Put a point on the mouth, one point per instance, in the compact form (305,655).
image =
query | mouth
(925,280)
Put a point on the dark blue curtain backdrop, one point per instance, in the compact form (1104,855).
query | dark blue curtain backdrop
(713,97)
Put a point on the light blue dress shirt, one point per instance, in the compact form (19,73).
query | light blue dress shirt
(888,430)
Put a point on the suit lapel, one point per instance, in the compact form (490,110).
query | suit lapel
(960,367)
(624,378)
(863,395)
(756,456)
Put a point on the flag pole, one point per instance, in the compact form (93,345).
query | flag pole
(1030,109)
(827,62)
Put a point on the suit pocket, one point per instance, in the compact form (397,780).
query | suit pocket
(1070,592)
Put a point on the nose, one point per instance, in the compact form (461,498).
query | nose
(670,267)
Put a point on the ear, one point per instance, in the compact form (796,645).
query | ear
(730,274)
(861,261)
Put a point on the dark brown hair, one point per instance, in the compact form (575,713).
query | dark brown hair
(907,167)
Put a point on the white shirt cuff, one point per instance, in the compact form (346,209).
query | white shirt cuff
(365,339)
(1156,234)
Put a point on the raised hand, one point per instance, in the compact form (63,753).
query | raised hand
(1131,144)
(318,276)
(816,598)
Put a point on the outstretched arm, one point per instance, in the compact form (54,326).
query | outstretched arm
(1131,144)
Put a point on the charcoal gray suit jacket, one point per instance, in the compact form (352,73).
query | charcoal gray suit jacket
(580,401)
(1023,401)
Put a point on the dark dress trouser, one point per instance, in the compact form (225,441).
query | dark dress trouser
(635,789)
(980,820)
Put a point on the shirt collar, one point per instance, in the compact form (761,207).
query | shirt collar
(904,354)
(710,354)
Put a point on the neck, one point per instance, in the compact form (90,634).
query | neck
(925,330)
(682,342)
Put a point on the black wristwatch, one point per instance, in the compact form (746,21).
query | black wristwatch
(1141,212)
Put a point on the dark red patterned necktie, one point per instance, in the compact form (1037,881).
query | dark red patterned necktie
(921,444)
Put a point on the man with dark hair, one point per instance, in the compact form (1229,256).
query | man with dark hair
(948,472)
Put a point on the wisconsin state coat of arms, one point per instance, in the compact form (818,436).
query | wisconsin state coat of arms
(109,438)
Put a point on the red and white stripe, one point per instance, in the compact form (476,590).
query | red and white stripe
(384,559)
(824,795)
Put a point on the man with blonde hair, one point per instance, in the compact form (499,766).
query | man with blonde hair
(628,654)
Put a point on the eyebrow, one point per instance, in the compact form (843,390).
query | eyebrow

#####

[SET PROBLEM] Copy out each line above, character for character.

[EXERCISE RESPONSE]
Put a point on the mouth, one point per instance, in the compact form (305,655).
image =
query | mouth
(925,280)
Put a point on the dark blue curtain backdrop, one point per instance, in the compact form (1104,855).
query | dark blue curtain backdrop
(713,97)
Put a point on the light blue dress shirt, one point per instance, in the compact form (19,73).
query | light blue dress shirt
(888,430)
Put a point on the suit lapel, one point per instance, in the compact form (490,110).
query | suit lapel
(960,367)
(624,378)
(863,395)
(756,456)
Put a point on the flag pole, one point per instance, in the compact form (93,345).
query | flag pole
(1030,109)
(827,62)
Put a point on the suit pocket, one point per instance, in the compact form (397,780).
query | suit pocket
(1070,592)
Put a point on the nose, one point per instance, in the compact form (461,498).
query | nose
(670,267)
Put a point on the ear, one point per instance, in the compact form (796,645).
query | ear
(730,274)
(861,261)
Put a point on the dark brown hair, one point per instance, in the compact form (575,713).
query | dark brown hair
(907,167)
Put a point on the white shirt cuff, one point per instance, in the compact form (346,209).
query | white shirt cuff
(365,339)
(1156,234)
Put a point on the raised hand, one point per instance, in the compact form (63,753).
query | raised hand
(1131,144)
(318,276)
(816,598)
Put a point on the outstretched arm, one point per instance, in the compact form (54,326).
query | outstretched arm
(1131,144)
Put a point on the charcoal gray suit jacket, one point per instance, in the compact form (352,73).
query | charcoal gray suit jacket
(580,401)
(1023,401)
Put a point on the dark dress trouser, one point per instance, in the compact form (225,441).
query | dark dress trouser
(635,789)
(980,820)
Put a point on the shirt collar, one point per instance, in the compact form (761,207).
query | shirt collar
(904,354)
(710,354)
Put a point on the neck, one point per instance, in the compact form (90,634).
query | neck
(925,330)
(682,342)
Put a point on the black wristwatch, one point per instance, in the compact form (746,21).
query | black wristwatch
(1141,212)
Put a point on the dark red patterned necktie, one point per instance, in the compact form (1037,881).
query | dark red patterned necktie
(921,444)
Put a point on the man with dark hair, one point per instance, in the compact form (1229,256).
query | man with dark hair
(948,472)
Put a point on the wisconsin state coat of arms, one point per instance, in the compact form (818,436).
query | wisconsin state coat of arms
(109,438)
Put a point on the red and white stripe, one point per instance, in the compact form (476,590).
query | red and white stripe
(384,559)
(824,795)
Put a point on the man with blonde hair, one point per instance, in the compact form (499,766).
query | man with blonde hair
(628,654)
Put a point on the eyebrow, one point per instance, in the compact form (843,390).
query | eyebrow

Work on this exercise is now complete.